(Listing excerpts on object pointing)
* Start *

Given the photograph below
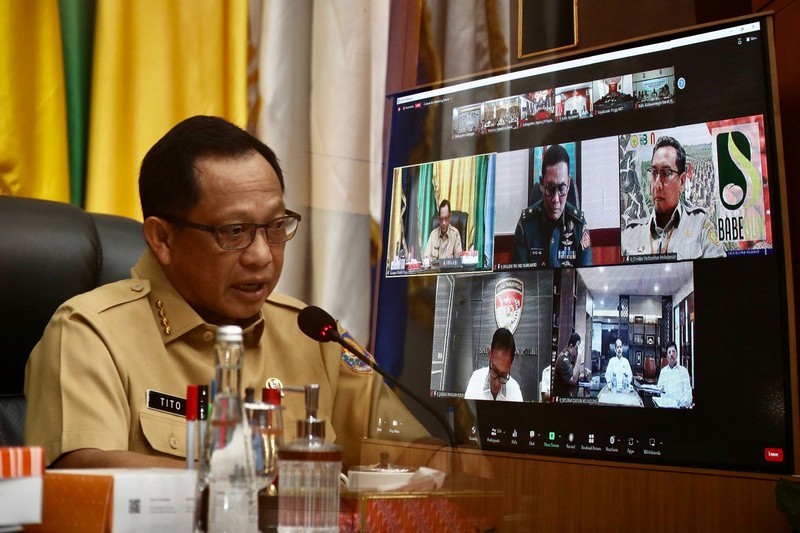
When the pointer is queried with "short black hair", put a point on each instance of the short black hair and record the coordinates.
(168, 183)
(574, 339)
(504, 340)
(554, 155)
(680, 157)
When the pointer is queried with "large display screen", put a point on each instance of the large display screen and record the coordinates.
(585, 258)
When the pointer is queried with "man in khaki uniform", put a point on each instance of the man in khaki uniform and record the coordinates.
(103, 383)
(444, 241)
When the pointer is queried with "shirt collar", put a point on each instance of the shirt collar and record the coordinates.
(674, 220)
(487, 386)
(174, 316)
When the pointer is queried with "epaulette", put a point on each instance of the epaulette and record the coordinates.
(695, 209)
(637, 222)
(351, 361)
(575, 213)
(284, 300)
(116, 293)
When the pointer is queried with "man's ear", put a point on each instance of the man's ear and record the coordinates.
(159, 233)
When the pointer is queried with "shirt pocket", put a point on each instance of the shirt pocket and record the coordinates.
(165, 433)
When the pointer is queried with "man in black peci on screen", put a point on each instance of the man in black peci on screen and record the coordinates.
(444, 241)
(216, 227)
(552, 232)
(674, 227)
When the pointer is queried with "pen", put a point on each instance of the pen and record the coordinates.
(202, 414)
(191, 417)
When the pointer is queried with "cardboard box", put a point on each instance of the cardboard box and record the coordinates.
(118, 500)
(21, 469)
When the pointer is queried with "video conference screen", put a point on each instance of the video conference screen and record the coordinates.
(584, 258)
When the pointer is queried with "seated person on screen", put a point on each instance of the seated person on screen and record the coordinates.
(674, 379)
(544, 386)
(216, 227)
(568, 370)
(674, 226)
(553, 232)
(618, 371)
(494, 382)
(444, 241)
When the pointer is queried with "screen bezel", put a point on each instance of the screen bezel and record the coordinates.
(779, 206)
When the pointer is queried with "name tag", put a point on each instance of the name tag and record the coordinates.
(166, 403)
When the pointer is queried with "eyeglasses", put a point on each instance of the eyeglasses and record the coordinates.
(494, 374)
(666, 174)
(551, 188)
(240, 236)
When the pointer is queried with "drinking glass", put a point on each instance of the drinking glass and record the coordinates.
(266, 427)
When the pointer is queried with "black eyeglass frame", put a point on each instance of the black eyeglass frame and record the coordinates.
(252, 226)
(666, 175)
(551, 189)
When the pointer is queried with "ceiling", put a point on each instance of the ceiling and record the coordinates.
(605, 284)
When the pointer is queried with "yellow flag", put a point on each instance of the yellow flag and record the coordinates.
(33, 124)
(157, 62)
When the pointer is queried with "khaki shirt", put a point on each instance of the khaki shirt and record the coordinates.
(689, 234)
(87, 379)
(443, 247)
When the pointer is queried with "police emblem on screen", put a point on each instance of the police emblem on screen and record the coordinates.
(508, 298)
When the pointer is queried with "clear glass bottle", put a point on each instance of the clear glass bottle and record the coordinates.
(226, 489)
(309, 468)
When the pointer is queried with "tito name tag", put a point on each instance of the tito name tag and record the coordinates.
(167, 403)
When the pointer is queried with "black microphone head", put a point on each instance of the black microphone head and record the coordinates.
(317, 324)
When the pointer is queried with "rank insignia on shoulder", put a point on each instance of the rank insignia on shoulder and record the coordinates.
(354, 363)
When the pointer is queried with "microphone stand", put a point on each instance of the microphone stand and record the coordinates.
(335, 336)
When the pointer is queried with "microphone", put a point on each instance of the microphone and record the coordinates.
(320, 326)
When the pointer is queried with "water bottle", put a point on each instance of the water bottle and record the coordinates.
(226, 490)
(309, 468)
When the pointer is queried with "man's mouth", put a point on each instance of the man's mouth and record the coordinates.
(249, 287)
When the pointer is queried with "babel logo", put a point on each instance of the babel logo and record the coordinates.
(508, 298)
(737, 175)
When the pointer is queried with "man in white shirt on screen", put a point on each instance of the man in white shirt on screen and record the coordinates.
(445, 240)
(494, 382)
(618, 372)
(674, 379)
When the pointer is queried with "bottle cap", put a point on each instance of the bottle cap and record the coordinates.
(229, 334)
(272, 396)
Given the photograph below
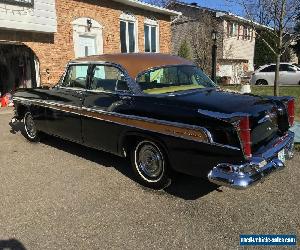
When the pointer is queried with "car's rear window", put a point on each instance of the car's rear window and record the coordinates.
(171, 79)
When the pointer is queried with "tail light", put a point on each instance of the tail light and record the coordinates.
(245, 136)
(291, 111)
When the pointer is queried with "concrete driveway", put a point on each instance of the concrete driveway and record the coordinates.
(60, 195)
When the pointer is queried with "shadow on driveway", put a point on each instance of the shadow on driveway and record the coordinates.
(183, 186)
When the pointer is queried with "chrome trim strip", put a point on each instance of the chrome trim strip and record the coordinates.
(219, 115)
(173, 130)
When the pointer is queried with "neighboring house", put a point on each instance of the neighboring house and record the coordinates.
(38, 37)
(236, 39)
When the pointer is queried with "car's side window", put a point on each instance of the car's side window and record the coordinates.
(75, 77)
(108, 78)
(269, 69)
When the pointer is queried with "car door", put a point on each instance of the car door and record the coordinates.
(285, 76)
(108, 96)
(292, 75)
(63, 112)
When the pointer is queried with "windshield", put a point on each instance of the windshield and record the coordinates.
(173, 79)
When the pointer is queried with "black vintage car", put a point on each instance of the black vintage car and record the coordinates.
(167, 115)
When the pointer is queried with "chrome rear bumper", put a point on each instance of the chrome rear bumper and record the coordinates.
(262, 164)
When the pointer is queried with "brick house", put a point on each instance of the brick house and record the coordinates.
(236, 39)
(38, 37)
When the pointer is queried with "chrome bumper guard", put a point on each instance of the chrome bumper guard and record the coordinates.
(266, 161)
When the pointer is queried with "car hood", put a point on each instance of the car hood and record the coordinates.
(222, 101)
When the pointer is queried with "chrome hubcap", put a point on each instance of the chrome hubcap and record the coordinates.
(30, 126)
(150, 161)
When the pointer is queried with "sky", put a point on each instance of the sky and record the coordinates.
(227, 5)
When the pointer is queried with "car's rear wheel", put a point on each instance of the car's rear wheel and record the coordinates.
(31, 132)
(261, 82)
(150, 165)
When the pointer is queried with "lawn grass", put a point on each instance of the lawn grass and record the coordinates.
(268, 90)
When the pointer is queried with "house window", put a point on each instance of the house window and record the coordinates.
(128, 33)
(246, 33)
(150, 38)
(151, 35)
(230, 29)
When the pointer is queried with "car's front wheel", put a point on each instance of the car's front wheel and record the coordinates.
(31, 132)
(150, 164)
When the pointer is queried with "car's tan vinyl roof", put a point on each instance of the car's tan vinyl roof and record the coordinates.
(136, 63)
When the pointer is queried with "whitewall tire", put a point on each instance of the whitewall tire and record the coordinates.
(149, 164)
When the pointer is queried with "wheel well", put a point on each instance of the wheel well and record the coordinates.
(261, 80)
(21, 111)
(129, 141)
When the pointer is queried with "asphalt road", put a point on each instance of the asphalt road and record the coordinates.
(60, 195)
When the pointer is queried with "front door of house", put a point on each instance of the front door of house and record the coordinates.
(87, 46)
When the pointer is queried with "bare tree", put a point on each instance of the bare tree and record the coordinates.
(278, 18)
(161, 3)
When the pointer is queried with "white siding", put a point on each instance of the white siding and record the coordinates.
(39, 18)
(237, 48)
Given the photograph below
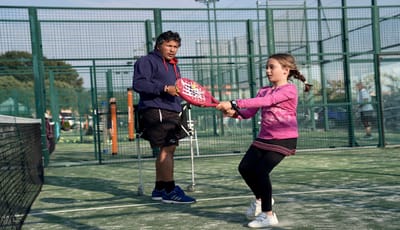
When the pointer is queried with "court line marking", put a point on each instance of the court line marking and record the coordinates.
(39, 213)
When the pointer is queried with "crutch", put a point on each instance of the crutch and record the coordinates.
(132, 118)
(139, 154)
(189, 132)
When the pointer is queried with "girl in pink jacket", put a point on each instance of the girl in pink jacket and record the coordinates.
(277, 137)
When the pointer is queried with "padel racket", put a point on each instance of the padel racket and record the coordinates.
(194, 93)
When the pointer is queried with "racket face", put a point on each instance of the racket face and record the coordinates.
(194, 93)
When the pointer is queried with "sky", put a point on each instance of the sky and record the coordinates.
(179, 3)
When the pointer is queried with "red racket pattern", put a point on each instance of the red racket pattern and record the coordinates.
(194, 93)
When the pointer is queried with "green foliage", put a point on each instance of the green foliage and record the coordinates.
(17, 80)
(19, 65)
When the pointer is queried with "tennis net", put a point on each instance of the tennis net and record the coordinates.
(21, 168)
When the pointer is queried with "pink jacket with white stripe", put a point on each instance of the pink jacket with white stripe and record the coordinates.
(278, 111)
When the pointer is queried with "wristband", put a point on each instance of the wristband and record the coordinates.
(234, 105)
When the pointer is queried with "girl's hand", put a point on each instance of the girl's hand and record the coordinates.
(224, 106)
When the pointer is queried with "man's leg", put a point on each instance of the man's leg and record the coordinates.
(165, 164)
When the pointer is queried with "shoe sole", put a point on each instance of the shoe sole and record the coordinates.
(177, 202)
(251, 217)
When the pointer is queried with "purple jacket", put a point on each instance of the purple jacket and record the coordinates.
(151, 73)
(278, 111)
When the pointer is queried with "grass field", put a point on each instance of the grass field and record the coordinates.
(337, 189)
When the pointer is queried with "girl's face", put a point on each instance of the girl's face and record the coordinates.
(168, 49)
(276, 73)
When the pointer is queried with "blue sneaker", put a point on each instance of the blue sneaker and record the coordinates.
(177, 196)
(157, 194)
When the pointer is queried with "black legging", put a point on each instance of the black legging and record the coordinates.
(255, 168)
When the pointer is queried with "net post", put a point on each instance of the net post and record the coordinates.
(114, 131)
(131, 116)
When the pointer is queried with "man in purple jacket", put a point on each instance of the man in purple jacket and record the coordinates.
(159, 112)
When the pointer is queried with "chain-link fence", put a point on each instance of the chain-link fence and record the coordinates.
(71, 61)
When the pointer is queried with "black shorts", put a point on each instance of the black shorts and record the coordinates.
(161, 127)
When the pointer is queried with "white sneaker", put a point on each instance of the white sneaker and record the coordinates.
(255, 209)
(263, 220)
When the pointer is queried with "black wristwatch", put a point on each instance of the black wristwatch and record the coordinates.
(234, 105)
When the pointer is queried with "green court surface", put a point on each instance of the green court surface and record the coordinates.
(336, 189)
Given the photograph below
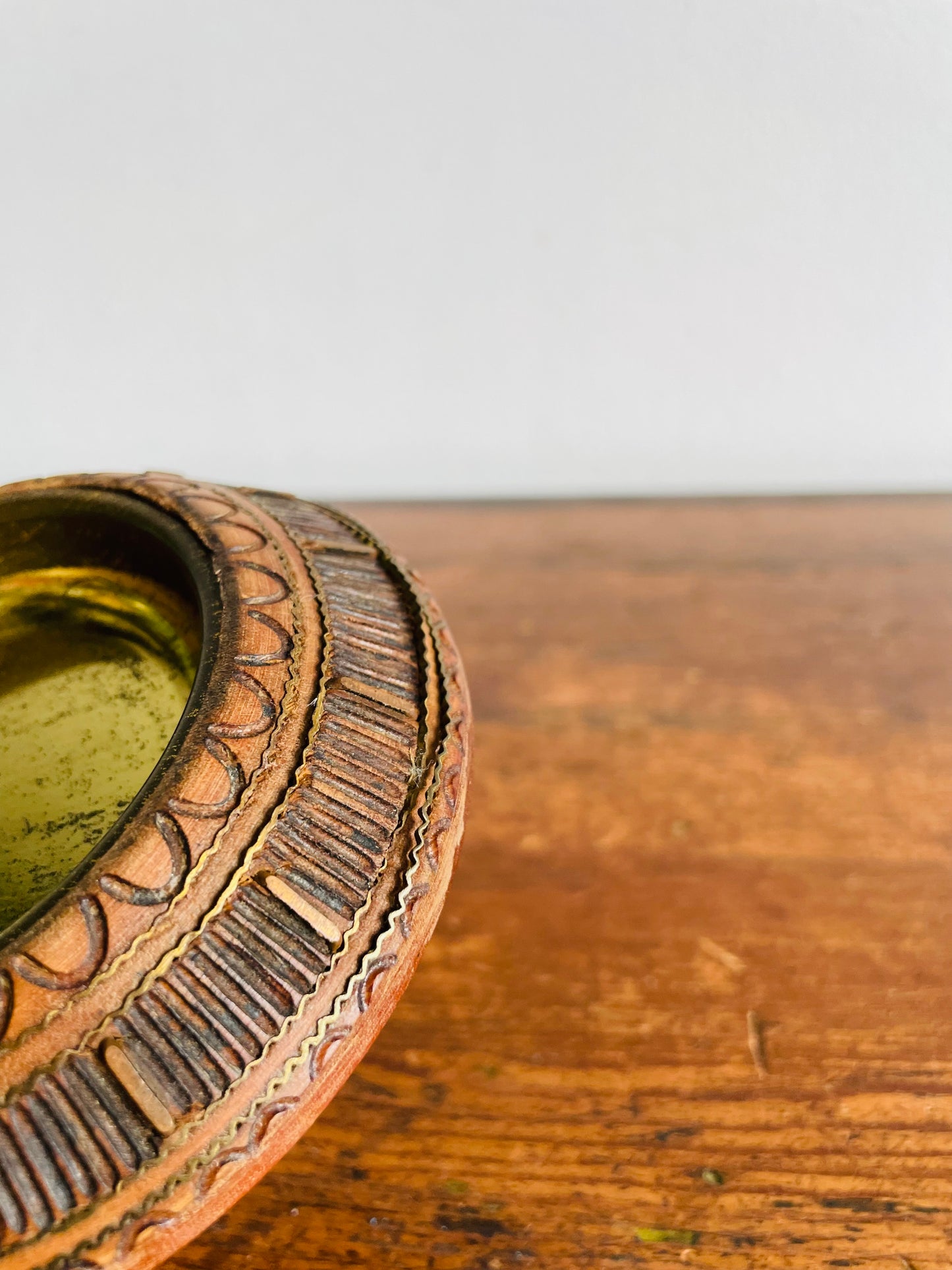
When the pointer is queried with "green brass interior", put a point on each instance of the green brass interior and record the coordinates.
(98, 657)
(96, 670)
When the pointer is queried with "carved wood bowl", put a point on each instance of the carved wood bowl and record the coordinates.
(202, 934)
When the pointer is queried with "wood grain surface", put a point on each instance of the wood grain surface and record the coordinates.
(690, 998)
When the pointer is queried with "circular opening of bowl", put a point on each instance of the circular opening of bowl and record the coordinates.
(101, 639)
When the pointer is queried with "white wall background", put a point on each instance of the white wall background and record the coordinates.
(479, 246)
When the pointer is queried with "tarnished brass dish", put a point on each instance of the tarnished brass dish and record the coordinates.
(234, 745)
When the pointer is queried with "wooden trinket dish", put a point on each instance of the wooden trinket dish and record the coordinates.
(202, 935)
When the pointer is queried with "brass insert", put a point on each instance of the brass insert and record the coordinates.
(96, 670)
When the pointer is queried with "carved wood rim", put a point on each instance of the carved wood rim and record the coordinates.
(193, 1047)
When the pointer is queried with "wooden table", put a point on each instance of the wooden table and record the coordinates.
(690, 998)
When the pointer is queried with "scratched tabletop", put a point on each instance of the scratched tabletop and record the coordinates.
(691, 997)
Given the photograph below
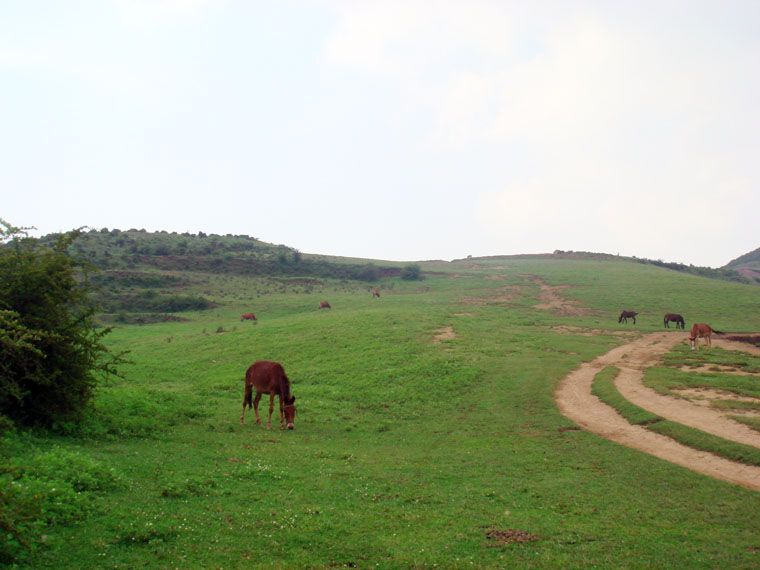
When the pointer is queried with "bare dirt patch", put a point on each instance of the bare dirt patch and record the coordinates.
(581, 331)
(551, 300)
(575, 400)
(708, 368)
(505, 294)
(708, 394)
(445, 333)
(510, 535)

* End *

Reproduce the listing verbatim, starting at the line that contains "background and record the coordinates." and ending with the final line of the listing, both included. Leave the pictures out of your reproduction.

-- WRITTEN ANSWER --
When the pointer is queried with "white wall background", put a point on each instance of the white wall background and record the coordinates.
(479, 246)
When the pointer is queried with "tarnished brass dish", put a point on each instance of the tarnished brass dish and record the coordinates.
(234, 745)
When the pointer is queried with "wooden trinket dish", put a point on each instance of the wooden trinket dish and record the coordinates.
(202, 935)
When the pointer is queried with "brass insert", put a point on each instance of the brass insert and record the coordinates.
(96, 670)
When the pointer is queried with "carved wood rim", put a point on each instance of the carved wood rim and record the coordinates.
(193, 1047)
When the pointer is queried with "wooden table", put a point on each instance of the wooden table and record the coordinates.
(690, 998)
When the pointer is queried with "scratched tabletop", put a point on each instance of the scratched tabletop and record the coordinates.
(691, 997)
Given the photograph below
When the pointer is queried with "bare dirt patch", put a point on each instance of the bare dirt patch and record the coordinates.
(581, 331)
(551, 300)
(575, 400)
(708, 368)
(505, 294)
(708, 394)
(445, 333)
(510, 535)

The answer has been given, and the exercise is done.